Segment Start: Given information

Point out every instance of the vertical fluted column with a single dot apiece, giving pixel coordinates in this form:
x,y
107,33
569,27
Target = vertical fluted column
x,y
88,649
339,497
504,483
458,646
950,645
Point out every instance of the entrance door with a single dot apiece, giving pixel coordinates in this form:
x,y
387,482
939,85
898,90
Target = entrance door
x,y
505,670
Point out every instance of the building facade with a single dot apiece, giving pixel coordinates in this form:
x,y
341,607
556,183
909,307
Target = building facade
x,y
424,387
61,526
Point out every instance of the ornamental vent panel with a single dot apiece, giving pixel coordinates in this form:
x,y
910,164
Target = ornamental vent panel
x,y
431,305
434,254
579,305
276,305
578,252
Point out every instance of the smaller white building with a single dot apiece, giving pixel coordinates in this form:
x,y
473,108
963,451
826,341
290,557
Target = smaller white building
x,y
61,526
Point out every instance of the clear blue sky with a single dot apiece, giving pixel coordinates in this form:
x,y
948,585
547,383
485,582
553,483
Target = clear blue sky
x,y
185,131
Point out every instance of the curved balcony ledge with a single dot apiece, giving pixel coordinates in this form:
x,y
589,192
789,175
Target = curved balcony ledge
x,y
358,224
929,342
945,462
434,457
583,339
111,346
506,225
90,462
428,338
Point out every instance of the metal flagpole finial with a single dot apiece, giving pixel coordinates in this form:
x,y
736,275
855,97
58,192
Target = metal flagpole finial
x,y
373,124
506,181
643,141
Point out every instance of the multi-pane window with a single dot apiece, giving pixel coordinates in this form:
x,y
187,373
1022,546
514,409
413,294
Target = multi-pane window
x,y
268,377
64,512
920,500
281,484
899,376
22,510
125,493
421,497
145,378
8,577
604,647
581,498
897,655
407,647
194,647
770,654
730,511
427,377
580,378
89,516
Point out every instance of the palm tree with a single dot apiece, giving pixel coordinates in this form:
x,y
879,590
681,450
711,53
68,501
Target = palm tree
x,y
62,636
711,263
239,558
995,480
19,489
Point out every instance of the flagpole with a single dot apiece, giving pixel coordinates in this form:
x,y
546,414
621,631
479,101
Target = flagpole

Segment End: Given information

* **Exercise objective**
Please set down all of the data above again, matching it exactly.

* **Exercise answer**
Point out every instance of the vertical fluted column with a single dot apiece, giving pixel coordinates in this form:
x,y
107,33
569,27
Target = vertical fluted column
x,y
88,649
339,497
504,483
458,646
950,645
Point out every instance of the entrance door with a single dot apiece, giving pixel coordinates in this form:
x,y
387,482
939,85
898,90
Target = entrance door
x,y
505,670
Point out every instance of the building facade with a single dot apiece, giving pixel coordinates in this form:
x,y
341,607
556,183
909,307
Target = building facade
x,y
424,387
61,526
Point out every instance of the ornamental vent panel with a single dot apiece, giving pixel coordinates in this form:
x,y
910,164
Target = ornamental vent panel
x,y
431,305
434,254
579,305
276,305
578,252
Point out every instance of the smaller white building with a single dot apiece, giving pixel coordinates in this form:
x,y
473,108
963,451
826,341
290,557
Target = smaller white building
x,y
61,526
Point out every instance of the clear blue sky with a single dot apiece, giving pixel coordinates in this form:
x,y
948,585
547,383
485,582
553,483
Target = clear blue sky
x,y
185,131
Point out every instance of the curved balcony ledge with a single dot apiece, giving pixel coordinates in this form:
x,y
589,192
789,175
Target = curved balcony ledge
x,y
358,224
929,342
945,462
434,457
583,339
111,346
506,225
90,462
428,338
Point out every instance of the metal flagpole finial with a single dot apiece, giving pixel coordinates in this form:
x,y
736,275
855,97
58,192
Target = metal flagpole finial
x,y
373,124
506,181
643,141
Point out every instance of the multi-pane window with a single dot apiece, giving pixel coordinates in this form:
x,y
187,373
1022,546
514,409
413,294
Target = multi-pane window
x,y
268,377
64,512
920,500
281,484
899,376
22,510
125,493
421,497
145,378
8,577
604,647
581,498
897,655
407,647
194,647
770,654
730,511
427,377
580,378
89,516
Point out every instance of the palm tree with a single dot apiece, giving pixel coordinates in this form:
x,y
879,590
681,450
711,53
68,501
Target = palm tree
x,y
62,636
711,263
239,558
995,480
19,489
Point out every instance of the flagpole with a single dot apiece, giving pixel coordinates in this form:
x,y
546,414
621,631
479,101
Target = flagpole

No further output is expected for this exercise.